■ What is being asked ■
For each line of the data that includes the word "banner", copy the line.
(Dataset excerpts Opens)
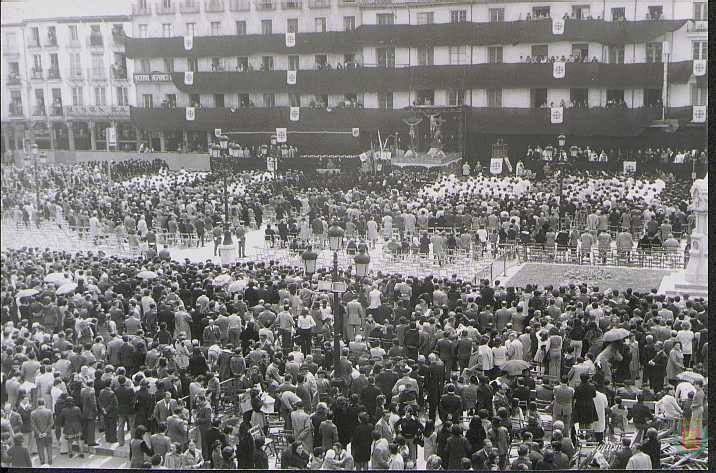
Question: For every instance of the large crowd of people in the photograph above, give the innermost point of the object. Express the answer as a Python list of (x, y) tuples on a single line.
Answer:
[(194, 365)]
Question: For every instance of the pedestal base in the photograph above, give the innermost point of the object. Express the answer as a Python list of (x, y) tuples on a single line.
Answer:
[(675, 284), (227, 253)]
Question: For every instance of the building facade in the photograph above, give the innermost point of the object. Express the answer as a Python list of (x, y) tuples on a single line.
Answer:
[(65, 81)]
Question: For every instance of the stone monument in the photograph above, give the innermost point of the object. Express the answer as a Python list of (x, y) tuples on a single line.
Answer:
[(694, 280)]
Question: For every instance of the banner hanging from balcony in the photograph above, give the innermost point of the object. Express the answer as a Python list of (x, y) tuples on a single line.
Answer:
[(556, 115), (290, 40), (558, 69), (294, 114), (699, 114), (699, 67), (557, 26)]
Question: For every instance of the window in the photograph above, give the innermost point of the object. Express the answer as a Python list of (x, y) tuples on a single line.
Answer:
[(77, 97), (293, 62), (426, 56), (494, 98), (616, 54), (458, 16), (385, 57), (241, 27), (425, 18), (494, 54), (269, 100), (456, 97), (100, 97), (457, 54), (122, 96), (699, 50), (699, 95), (385, 18), (653, 51), (385, 100), (497, 14), (538, 98), (349, 23), (292, 25), (619, 14)]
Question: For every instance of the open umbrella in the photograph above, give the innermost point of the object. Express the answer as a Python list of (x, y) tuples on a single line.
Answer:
[(27, 292), (690, 376), (66, 288), (616, 334), (515, 367)]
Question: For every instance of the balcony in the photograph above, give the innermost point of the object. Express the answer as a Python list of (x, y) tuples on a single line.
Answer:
[(239, 5), (141, 10), (160, 9), (265, 5), (214, 6)]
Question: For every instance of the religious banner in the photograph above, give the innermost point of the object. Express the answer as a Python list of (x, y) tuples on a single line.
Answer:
[(290, 40), (556, 115), (557, 26), (558, 69), (699, 113), (294, 114), (496, 165), (699, 67)]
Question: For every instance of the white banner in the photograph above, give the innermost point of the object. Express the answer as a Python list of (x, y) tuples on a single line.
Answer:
[(557, 26), (290, 40), (699, 67), (699, 113), (558, 69), (294, 114), (556, 115)]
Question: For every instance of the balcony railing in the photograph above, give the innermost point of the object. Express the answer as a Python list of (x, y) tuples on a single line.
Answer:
[(265, 5), (190, 7), (160, 9), (214, 6), (239, 5)]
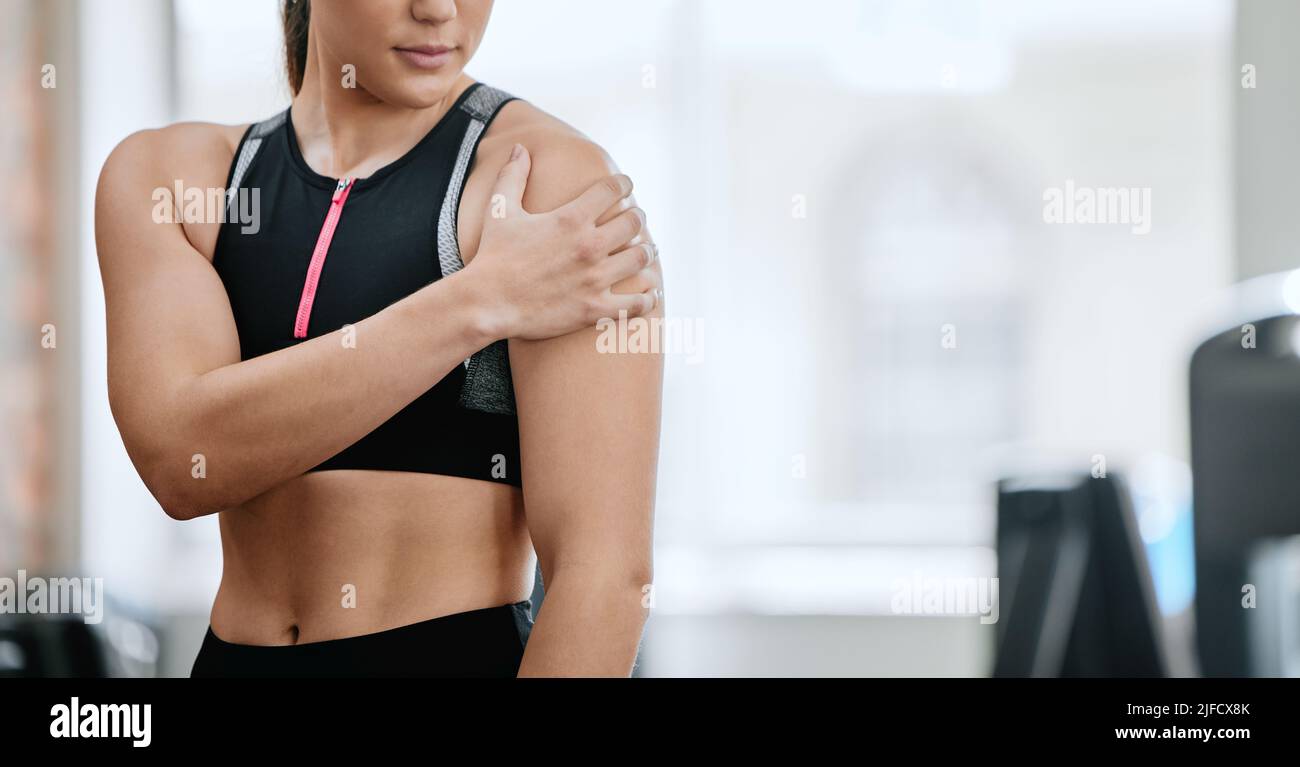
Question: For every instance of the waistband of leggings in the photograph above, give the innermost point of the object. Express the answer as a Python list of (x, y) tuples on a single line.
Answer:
[(519, 611)]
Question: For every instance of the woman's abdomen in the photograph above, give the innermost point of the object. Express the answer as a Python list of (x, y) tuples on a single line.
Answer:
[(341, 554)]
(Dataset excerpts Closes)
■ Result for this exercise ■
Question: For every instance of the banner hanging from balcony in the photograph above, give the innermost point of the object. Express the answer as a Python list of (x, y) tuples on a single line.
Question: For every instance of the religious banner in the photograph above, give the innermost point of the object. Express the answer as a Python list of (x, y) tuples on a single line.
Question: For every instance of the white banner in the photograph above, give the innermost point of the object. Express the answer as a Python list of (x, y) tuples on a single line.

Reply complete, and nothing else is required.